In ruling on a Rule 12(b)(6) motion to dismiss, the Court "'may properly consider the relevant entirety of a document integral to or explicitly relied upon in the complaint, even though not attached to the complaint, without converting the motion into one for summary judgment.'" Clorox Co. v. Proctor & Gamble Comm. Co., 228 F.3d 24, 32 (1st Cir. 2000) (quoting Shaw v. Digital Equip. Corp., 82 F.3d 1194, 1220 (1st Cir. 1996) (further citation omitted)). The Court does so here.1

III. Factual Background
A. Terms and Conditions of Wong's Employment

Resolve hired Wong as a Business Analyst in February 2007. (Compl. ¶ 2).2 Upon hiring, she signed an offer letter with Resolve setting forth the terms and conditions of her employment which indicated that her employment was at-will. (Def. Mot., Ex. A ¶ 4). Paragraph 4 of the offer letter states, in relevant part, "Your employment with Resolve Technology, Inc. will be on an 'at-will' basis. This means that either you or the Company is free to terminate the relationship at any time, for any reason." (Def. Mot., Ex. A ¶ 4). The offer letter also presents a summary of Resolve's compensation package, including a bonus. Paragraph 3(b) provides, in pertinent part:

"Bonus. The Employee may be eligible for an annual bonus. Target Bonus Pool of 10% based on specific role metrics to be defined within first 45 days of employment and overall company performance . . . The Employee must be actively employed at the Company at the time a bonus is considered in order to receive a bonus. Note that all bonuses are discretionary and, if awarded, are awarded in the Company's sole discretion. Bonuses are dependent based on role objectives and company's performance."

(Def. Mot., Ex. A ¶ 3(b)) (emphasis in original). Resolve's offer letter also "reserve[d] the right to unilaterally alter, amend or discontinue any of its policies, plans or procedures, at its sole discretion." (Def. Mot., Ex. A ¶ 5). Approximately seven months later, on September 4, 2007,Resolve terminated Wong's employment. (Compl. ¶ 3). The complaint alleges that Wong was wrongly terminated and discriminated against when she needed and sought an accommodation from Resolve to seek medical treatment for TMJ and a head injury. (Compl. ¶¶ 3-5).

B. Wong's MCAD Charge

Several months after her termination, on December 19, 2007, Wong filed a charge with the Massachusetts Commission Against Discrimination ("MCAD") alleging she was discriminated against by Resolve, but based not upon her TMJ and head injury as now alleged in the complaint, but upon "Disability, AIDS perceived." See Def. Reply, Ex. 2 (copy of original MCAD charge).3

The MCAD investigated Wong's charge and in its investigative disposition, stated that Wong had alleged "discrimination based upon Disability (AIDS perceived)." See Def. Mot., Ex. B (Investigative Disposition) at 1).4 The investigative commissioner addressed whether Wong had established a prima facie case of discrimination because she was perceived to have or be at risk of having HIV and on July 31, 2009, dismissed Wong's claim for lack of probable cause. Id. at 2-4. The MCAD further explained that even if Wong had demonstrated a prima facie case of perceived disability discrimination, Resolve had provided legitimate non-discriminatory reasons for terminating her employment, namely "erratic and repeated absences as well as her work performance," and that Wong offered no evidence to show that such reasons were merely a pretext for discrimination. Id. at 3. After Wong appealed on October 5, 2009 (Pl. Opp., Ex. A (appealletter)), the MCAD informed Wong on December 29, 2009 that it had affirmed its finding of lack of probable cause on her discrimination charge. See Pl. Opp., Ex. B (12/29/09 MCAD Letter to Wong). On June 28, 2010, Wong received a Right to Sue letter by the EEOC, which stated that the EEOC had adopted the MCAD's findings regarding her charge. See 6/28/10 EEOC letter attached to Complaint.

# Tasks to complete
A) Answer these about the opinion excerpt on Wong's employment dispute, marking each answer to match:
(i) In what position and month did Resolve hire Wong?
(ii) On what date did Resolve terminate Wong's employment?
(iii) On what date did Wong receive a Right to Sue letter from the EEOC?
B) Please extend the opinion excerpt on Wong's employment dispute, picking up right after its final sentence.

# Data under study
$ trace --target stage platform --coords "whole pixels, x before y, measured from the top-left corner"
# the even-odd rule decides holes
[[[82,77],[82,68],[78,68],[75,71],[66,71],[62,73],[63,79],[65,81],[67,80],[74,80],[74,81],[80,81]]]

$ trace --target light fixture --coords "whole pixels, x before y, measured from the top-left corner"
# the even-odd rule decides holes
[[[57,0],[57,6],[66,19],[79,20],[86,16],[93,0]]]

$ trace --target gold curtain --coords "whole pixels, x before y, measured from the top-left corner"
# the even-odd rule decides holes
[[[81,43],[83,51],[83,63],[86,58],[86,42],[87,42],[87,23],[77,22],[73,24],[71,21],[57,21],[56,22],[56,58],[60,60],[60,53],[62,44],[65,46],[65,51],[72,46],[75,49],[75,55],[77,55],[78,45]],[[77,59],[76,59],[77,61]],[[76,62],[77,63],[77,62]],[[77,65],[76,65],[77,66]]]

# Outputs by task
A)
(i) Business Analyst, February 2007
(ii) September 4, 2007
(iii) June 28, 2010

B)
IV. Procedural History

Wong filed the instant complaint on September 27, 2010, alleging violation of the ADA for failure to provide an accommodation for mental disability (Count I), breach of contract (Count II) and breach of implied covenant of good faith and fair dealing (Count III). (D. 1). Resolve subsequently moved to dismiss. (D. 13). After Wong filed her opposition to Resolve's motion, she moved to amend her complaint. (D. 16, 19). The Court heard oral argument on the motions on June 17, 2011. This Court has jurisdiction pursuant to 28 U.S.C. § 1332.

V. Discussion
A. Resolve's Motion to Dismiss Pursuant to Rule 12(b)(6)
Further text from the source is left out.